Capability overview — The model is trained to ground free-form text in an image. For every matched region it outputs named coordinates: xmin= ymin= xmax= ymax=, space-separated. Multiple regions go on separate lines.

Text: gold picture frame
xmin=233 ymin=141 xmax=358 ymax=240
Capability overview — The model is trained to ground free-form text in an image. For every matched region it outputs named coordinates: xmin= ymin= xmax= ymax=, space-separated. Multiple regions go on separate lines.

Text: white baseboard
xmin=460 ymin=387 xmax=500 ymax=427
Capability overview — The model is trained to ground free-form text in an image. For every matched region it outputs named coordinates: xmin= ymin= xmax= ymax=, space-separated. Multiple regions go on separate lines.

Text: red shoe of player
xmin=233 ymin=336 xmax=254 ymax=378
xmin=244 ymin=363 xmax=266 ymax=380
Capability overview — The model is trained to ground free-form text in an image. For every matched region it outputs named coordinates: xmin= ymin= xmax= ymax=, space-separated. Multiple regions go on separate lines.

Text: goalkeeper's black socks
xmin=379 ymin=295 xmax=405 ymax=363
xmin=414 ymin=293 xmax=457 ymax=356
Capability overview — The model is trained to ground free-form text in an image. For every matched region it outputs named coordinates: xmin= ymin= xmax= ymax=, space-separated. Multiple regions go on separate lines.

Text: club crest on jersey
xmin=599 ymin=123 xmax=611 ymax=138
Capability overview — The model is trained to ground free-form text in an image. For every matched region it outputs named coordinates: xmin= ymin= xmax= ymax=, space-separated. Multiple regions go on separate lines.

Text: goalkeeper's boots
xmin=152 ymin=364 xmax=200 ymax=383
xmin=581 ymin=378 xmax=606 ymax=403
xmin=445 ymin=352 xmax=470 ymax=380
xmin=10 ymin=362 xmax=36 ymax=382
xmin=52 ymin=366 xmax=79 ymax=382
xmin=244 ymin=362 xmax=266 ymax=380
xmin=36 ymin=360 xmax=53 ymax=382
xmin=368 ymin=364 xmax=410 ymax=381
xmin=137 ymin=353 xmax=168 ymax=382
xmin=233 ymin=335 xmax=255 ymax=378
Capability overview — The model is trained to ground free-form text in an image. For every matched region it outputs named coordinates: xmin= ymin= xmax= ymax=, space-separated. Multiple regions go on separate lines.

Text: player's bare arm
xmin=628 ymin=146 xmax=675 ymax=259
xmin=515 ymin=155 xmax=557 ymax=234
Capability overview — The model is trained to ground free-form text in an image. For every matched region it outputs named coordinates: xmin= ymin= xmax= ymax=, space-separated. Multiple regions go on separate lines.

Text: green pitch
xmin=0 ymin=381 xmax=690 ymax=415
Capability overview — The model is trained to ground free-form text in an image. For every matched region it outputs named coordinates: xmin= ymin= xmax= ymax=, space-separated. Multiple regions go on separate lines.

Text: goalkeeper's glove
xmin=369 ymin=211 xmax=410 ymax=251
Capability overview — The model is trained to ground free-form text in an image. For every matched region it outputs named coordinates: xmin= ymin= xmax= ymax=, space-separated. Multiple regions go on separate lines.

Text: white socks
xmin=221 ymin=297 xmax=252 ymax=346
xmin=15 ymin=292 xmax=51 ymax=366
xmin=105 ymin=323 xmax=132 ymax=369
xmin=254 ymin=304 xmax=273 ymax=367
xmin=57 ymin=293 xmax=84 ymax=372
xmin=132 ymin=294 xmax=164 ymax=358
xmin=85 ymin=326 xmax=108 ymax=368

########

Prompt:
Please write out every line of the items again, starting at the very first line and ending at the line containing "xmin=233 ymin=141 xmax=358 ymax=240", and shift each coordinate value in the answers by adding 110.

Solution to the exercise:
Capability overview — The model is trained to ground free-form text in an image. For every matched region it outputs named coordinates: xmin= ymin= xmax= ymax=, space-separated. Multiple regions go on separate lines.

Text: gold picture frame
xmin=343 ymin=251 xmax=468 ymax=350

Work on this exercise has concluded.